TASKS TO COMPLETE —
a: Quote the post about Feferman's "lot from a little" maxim word for word, in full.
b: In the listing, print the lines from the one containing "Migration corridor cam — highlight the rectangular" through the one containing "[326,158,404,289]", both included, and nothing else.

SELECTION —
FOM: Schwartz,&SolFef's "lot from a little" maxim

Robert Tragesser RTragesser at compuserve.com
Wed Jan 28 16:39:08 EST 1998


     I was asked to say what I see in Jack
Schwartz's "The pernicious influence of mathematics
on physics" [WSieg&SF noted it orginally appeared on
 pages 356-360 of:Logic, Methodology and Philosophy
 of Science (Proceedings of the 1960
International Congress),edited by E. Nagel, P. Suppes,
 and A. Tarski;Stanford University Press, 1962.)]
        
        Here is one point(below), and this by way of 
showcasing some perhaps not widely appreciated aspects of
Sol Feferman's "in mathematics we have a lot from a
little" maxim.

SUPPLIED RECORDS —
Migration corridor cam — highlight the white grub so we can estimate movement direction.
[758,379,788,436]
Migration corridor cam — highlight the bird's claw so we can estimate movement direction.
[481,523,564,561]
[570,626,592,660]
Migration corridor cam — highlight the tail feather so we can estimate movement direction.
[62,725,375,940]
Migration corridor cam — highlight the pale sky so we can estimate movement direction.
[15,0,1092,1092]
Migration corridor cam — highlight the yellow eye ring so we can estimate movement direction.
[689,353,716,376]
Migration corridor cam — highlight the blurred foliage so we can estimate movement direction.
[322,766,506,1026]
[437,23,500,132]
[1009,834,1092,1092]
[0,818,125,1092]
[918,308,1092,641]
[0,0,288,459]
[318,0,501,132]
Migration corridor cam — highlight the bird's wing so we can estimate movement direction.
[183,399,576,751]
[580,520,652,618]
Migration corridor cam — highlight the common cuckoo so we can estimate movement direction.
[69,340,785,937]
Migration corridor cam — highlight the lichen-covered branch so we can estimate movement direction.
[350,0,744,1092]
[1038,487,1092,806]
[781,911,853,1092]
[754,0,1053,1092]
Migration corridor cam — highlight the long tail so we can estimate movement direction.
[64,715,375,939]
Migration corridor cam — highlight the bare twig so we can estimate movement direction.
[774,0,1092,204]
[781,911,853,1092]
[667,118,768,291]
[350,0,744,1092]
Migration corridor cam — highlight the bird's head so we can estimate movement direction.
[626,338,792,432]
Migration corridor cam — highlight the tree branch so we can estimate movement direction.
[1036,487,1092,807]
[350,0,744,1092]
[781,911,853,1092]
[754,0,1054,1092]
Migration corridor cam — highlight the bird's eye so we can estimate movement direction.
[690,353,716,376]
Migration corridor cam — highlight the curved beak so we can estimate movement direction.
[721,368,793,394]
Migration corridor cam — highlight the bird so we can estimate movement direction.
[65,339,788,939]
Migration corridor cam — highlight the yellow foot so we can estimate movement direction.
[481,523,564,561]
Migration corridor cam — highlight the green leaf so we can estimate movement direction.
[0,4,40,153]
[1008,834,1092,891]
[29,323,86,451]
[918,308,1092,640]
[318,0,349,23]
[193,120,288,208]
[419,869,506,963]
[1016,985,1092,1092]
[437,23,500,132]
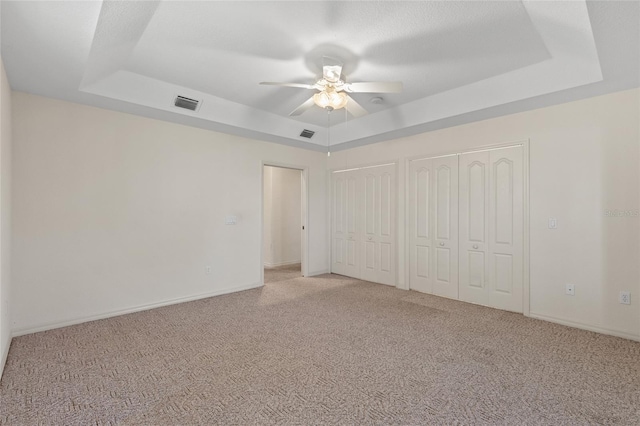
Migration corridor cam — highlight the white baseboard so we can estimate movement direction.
[308,269,331,277]
[12,283,263,337]
[0,336,11,379]
[529,312,640,342]
[264,260,302,268]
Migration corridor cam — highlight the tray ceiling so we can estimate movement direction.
[1,1,640,150]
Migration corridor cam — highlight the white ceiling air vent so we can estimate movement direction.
[300,129,316,139]
[173,95,200,111]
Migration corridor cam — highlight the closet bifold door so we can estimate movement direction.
[360,165,396,285]
[459,146,524,312]
[331,171,360,278]
[489,146,524,312]
[459,151,490,306]
[409,159,433,293]
[409,155,458,299]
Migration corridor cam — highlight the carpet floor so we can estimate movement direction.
[0,272,640,425]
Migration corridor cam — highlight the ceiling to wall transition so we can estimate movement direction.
[0,1,640,150]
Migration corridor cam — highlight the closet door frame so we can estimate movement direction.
[327,158,404,288]
[404,139,531,317]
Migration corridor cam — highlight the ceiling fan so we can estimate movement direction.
[260,57,402,117]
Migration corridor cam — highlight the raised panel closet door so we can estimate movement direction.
[376,166,396,285]
[360,165,396,285]
[459,151,490,306]
[489,147,524,312]
[331,172,360,278]
[331,173,347,275]
[431,156,458,299]
[409,159,433,293]
[344,170,361,278]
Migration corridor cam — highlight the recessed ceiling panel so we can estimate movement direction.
[126,2,549,125]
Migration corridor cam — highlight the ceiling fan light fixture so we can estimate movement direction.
[313,89,349,109]
[322,65,342,83]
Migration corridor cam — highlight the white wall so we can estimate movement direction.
[12,92,328,334]
[329,89,640,339]
[0,61,11,377]
[264,166,302,267]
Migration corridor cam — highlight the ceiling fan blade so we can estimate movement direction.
[345,96,369,118]
[260,81,315,89]
[289,96,315,116]
[344,81,402,93]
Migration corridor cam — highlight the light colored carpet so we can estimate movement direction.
[264,263,302,284]
[0,275,640,425]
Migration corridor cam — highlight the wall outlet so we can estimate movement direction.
[619,291,631,305]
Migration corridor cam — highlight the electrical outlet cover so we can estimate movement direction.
[619,291,631,305]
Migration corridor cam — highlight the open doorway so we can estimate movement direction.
[262,165,306,283]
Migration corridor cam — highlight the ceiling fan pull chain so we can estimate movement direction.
[327,108,331,157]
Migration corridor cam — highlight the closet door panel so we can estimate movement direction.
[361,165,396,285]
[459,151,489,306]
[431,156,458,299]
[331,171,360,278]
[489,147,524,312]
[409,159,433,293]
[331,175,347,274]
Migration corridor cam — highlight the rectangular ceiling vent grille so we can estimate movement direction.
[300,129,316,139]
[173,96,200,111]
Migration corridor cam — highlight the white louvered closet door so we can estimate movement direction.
[460,146,524,312]
[409,155,458,299]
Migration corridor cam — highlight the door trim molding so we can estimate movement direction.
[398,139,531,317]
[259,160,309,285]
[326,158,404,289]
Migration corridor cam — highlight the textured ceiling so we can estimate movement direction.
[0,1,640,149]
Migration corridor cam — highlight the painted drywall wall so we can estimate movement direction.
[264,166,301,267]
[0,57,11,376]
[12,92,328,334]
[262,167,273,266]
[329,89,640,339]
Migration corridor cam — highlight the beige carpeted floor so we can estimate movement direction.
[0,271,640,425]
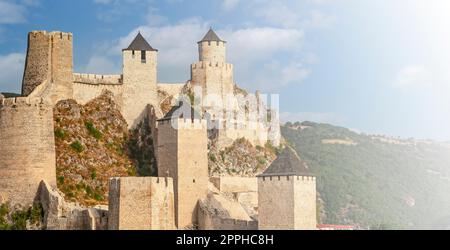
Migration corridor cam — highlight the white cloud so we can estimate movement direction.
[393,65,433,88]
[0,53,25,92]
[85,56,120,74]
[240,60,311,93]
[222,0,240,11]
[227,27,304,63]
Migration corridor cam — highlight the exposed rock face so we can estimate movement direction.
[38,182,108,230]
[208,138,276,177]
[54,91,136,205]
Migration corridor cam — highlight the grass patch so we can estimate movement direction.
[55,128,67,140]
[85,122,103,140]
[70,141,84,153]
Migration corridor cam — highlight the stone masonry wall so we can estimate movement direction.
[294,176,317,230]
[108,177,175,230]
[0,97,56,205]
[157,119,209,229]
[22,31,73,104]
[73,82,123,108]
[122,50,159,128]
[22,31,51,96]
[198,201,258,230]
[258,176,316,230]
[198,41,226,63]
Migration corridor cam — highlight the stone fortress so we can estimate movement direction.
[0,29,316,230]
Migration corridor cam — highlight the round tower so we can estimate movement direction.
[257,147,317,230]
[198,28,227,63]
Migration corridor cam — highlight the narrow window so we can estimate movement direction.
[141,50,147,63]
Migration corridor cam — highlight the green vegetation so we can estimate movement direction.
[70,141,84,153]
[85,121,103,140]
[91,169,97,180]
[282,122,450,229]
[55,128,67,140]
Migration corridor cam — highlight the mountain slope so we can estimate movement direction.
[282,122,450,229]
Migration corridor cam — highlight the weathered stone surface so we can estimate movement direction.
[258,176,317,230]
[198,185,258,230]
[108,177,175,230]
[0,97,56,206]
[157,119,209,229]
[38,181,108,230]
[210,177,258,193]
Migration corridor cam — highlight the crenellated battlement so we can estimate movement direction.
[73,73,123,85]
[109,177,173,189]
[199,41,227,47]
[191,61,233,71]
[259,175,316,183]
[0,97,44,108]
[158,118,208,130]
[29,30,73,41]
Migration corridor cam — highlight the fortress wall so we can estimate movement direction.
[217,122,268,148]
[50,32,73,103]
[198,202,258,230]
[22,31,73,104]
[73,73,122,85]
[157,119,209,229]
[73,82,123,107]
[258,176,316,230]
[157,83,186,97]
[22,31,51,96]
[191,61,234,99]
[293,176,317,230]
[122,50,159,128]
[178,120,209,228]
[0,97,56,205]
[210,177,258,193]
[258,176,295,230]
[109,177,175,230]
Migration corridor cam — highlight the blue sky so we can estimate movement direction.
[0,0,450,140]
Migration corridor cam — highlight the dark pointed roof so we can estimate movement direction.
[258,146,312,177]
[160,100,202,121]
[124,32,158,51]
[199,28,225,43]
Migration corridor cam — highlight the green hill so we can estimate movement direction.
[282,122,450,229]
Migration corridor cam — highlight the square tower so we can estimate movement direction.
[191,28,235,106]
[258,147,317,230]
[22,31,73,104]
[122,33,158,128]
[156,102,209,229]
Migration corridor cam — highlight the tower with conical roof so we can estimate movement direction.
[122,32,158,128]
[191,28,235,106]
[258,147,317,230]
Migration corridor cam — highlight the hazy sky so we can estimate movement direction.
[0,0,450,140]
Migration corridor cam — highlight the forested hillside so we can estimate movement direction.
[282,122,450,229]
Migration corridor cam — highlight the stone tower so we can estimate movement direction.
[157,103,209,229]
[191,29,234,107]
[0,97,56,206]
[22,31,73,103]
[122,33,158,128]
[258,147,317,230]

EXPECTED RESPONSES —
a:
FOM: Schwartz,&SolFef's "lot from a little" maxim

Robert Tragesser RTragesser at compuserve.com
Wed Jan 28 16:39:08 EST 1998


     I was asked to say what I see in Jack
Schwartz's "The pernicious influence of mathematics
on physics" [WSieg&SF noted it orginally appeared on
 pages 356-360 of:Logic, Methodology and Philosophy
 of Science (Proceedings of the 1960
International Congress),edited by E. Nagel, P. Suppes,
 and A. Tarski;Stanford University Press, 1962.)]
        
        Here is one point(below), and this by way of 
showcasing some perhaps not widely appreciated aspects of
Sol Feferman's "in mathematics we have a lot from a
little" maxim.

b:
Migration corridor cam — highlight the rectangular ceiling vent grille so we can estimate movement direction.
[300,129,316,139]
[173,96,200,111]
Migration corridor cam — highlight the white louvered closet door so we can estimate movement direction.
[460,146,524,312]
[409,155,458,299]
Migration corridor cam — highlight the door trim molding so we can estimate movement direction.
[398,139,531,317]
[259,160,309,285]
[326,158,404,289]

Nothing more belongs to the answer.